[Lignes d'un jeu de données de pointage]

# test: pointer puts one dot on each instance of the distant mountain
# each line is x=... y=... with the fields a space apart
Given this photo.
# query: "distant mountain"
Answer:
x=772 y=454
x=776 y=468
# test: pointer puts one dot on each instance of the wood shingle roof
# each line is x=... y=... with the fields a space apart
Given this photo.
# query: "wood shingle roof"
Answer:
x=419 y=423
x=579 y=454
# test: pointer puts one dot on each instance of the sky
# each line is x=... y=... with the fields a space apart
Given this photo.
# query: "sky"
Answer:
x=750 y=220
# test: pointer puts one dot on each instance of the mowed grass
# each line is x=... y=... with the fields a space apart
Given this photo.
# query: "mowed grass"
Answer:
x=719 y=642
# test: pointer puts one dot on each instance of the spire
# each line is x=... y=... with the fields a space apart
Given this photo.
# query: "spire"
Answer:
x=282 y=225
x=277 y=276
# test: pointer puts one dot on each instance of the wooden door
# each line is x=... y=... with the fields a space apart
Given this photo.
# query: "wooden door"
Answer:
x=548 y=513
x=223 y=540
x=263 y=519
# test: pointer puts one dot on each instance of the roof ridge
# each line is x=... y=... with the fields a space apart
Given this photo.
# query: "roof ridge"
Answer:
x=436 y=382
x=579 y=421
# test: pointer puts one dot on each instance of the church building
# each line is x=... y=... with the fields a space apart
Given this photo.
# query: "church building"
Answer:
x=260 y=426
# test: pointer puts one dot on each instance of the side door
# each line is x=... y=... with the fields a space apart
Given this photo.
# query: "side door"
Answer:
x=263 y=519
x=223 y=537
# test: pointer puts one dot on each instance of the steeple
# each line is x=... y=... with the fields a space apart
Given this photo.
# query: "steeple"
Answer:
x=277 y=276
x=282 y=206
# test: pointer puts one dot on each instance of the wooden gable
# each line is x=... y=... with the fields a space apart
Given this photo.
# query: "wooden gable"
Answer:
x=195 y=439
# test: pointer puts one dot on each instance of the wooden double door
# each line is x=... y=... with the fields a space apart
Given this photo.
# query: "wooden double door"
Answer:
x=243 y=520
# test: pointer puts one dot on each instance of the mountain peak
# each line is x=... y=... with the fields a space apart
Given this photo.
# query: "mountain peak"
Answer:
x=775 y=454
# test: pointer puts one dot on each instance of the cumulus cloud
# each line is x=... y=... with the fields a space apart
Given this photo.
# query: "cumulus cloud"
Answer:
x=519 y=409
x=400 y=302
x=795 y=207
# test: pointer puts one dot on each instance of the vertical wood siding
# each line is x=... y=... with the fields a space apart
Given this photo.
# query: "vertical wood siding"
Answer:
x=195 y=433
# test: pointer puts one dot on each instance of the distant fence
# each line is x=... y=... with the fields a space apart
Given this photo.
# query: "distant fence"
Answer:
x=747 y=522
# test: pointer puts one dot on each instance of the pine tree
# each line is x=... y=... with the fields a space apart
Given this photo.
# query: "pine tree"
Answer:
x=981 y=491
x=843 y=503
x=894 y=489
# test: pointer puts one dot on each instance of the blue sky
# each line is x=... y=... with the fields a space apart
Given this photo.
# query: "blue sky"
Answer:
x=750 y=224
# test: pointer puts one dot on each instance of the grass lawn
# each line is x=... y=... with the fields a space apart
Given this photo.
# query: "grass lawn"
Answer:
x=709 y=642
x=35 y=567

Tâche à effectuer
Recopiez toutes ces lignes en substituant « marker » à « pointer », sans rien modifier d'autre.

Résultat ci-dessous
# test: marker puts one dot on each instance of the distant mountain
# each line is x=... y=... with the fields a space apart
Given this photo.
# query: "distant mountain"
Answer:
x=772 y=454
x=776 y=468
# test: marker puts one dot on each instance of the wood shingle roof
# each line is x=... y=... with the fields a space apart
Given this photo.
# query: "wood shingle roof"
Answer:
x=419 y=423
x=579 y=454
# test: marker puts one dot on each instance of the sky
# each line is x=... y=... with the fields a space apart
Given this photo.
# query: "sky"
Answer:
x=750 y=220
# test: marker puts one dot on each instance of the mowed grass
# each line is x=... y=... with the fields a space apart
Given this photo.
# query: "mowed grass"
Answer:
x=719 y=642
# test: marker puts one dot on each instance of the spire
# each line is x=... y=... with the fields a space apart
Given this photo.
# query: "spire"
Answer:
x=282 y=225
x=277 y=276
# test: marker puts one dot on each instance of the wooden door
# each line is x=... y=... with the fields a space apart
Given this photo.
# query: "wooden door"
Answer:
x=548 y=513
x=223 y=540
x=263 y=519
# test: marker puts one dot on each instance of the roof ridge
# each line is x=... y=... with the fields a space apart
Given this photo.
# query: "roof ridge"
Answer:
x=436 y=382
x=579 y=421
# test: marker puts one dot on each instance of the church building
# each line is x=... y=... with the fields a space apart
Given this photo.
# query: "church building"
Answer:
x=260 y=426
# test: marker puts one dot on each instance of the side door
# each line is x=... y=... with the fields a space apart
Given this photo.
# query: "side door"
Answer:
x=263 y=519
x=223 y=537
# test: marker puts one dot on each instance of the steeple
# each line is x=... y=... with the fields a space apart
Given this photo.
# query: "steeple"
Answer:
x=277 y=276
x=282 y=206
# test: marker puts one dot on each instance of the wooden gable
# each line is x=... y=... with the fields a space apart
Given this photo.
# query: "wooden gable"
Answer:
x=195 y=439
# test: marker puts one dot on each instance of the wooden double door
# each line is x=... y=... with the fields a space apart
Given this photo.
# query: "wooden double door"
Answer:
x=243 y=520
# test: marker puts one dot on each instance of the mountain peak
# each line is x=... y=... with the fields a space apart
Given this photo.
# query: "mountain peak"
Answer:
x=775 y=454
# test: marker puts one dot on each instance of the cumulus cloud
# each line is x=... y=... with the fields a space apart
Given this photo.
# query: "cumulus cloud"
Answer:
x=519 y=409
x=400 y=302
x=795 y=207
# test: marker puts one dot on each instance of the vertical wood siding
# each line is x=... y=... with the fields a space apart
Given this photo.
# query: "vertical wood siding"
Answer:
x=195 y=433
# test: marker puts one dot on each instance of the distant fence
# each line is x=... y=... with the fields a space apart
Given this photo.
# query: "distant fence"
Answer:
x=747 y=522
# test: marker puts one dot on each instance of the pine tree
# each line is x=... y=... with the fields a space apart
Given this photo.
# query: "pine tree"
Answer:
x=981 y=491
x=843 y=503
x=894 y=489
# test: marker puts one dot on each instance of the blue sky
# each line is x=... y=... with the fields a space apart
Given this photo.
# query: "blue sky"
Answer:
x=750 y=224
# test: marker puts one dot on each instance of the grass lawn
# each line is x=... y=... with the fields a space apart
Given this photo.
# query: "grass lawn"
Answer:
x=709 y=642
x=35 y=567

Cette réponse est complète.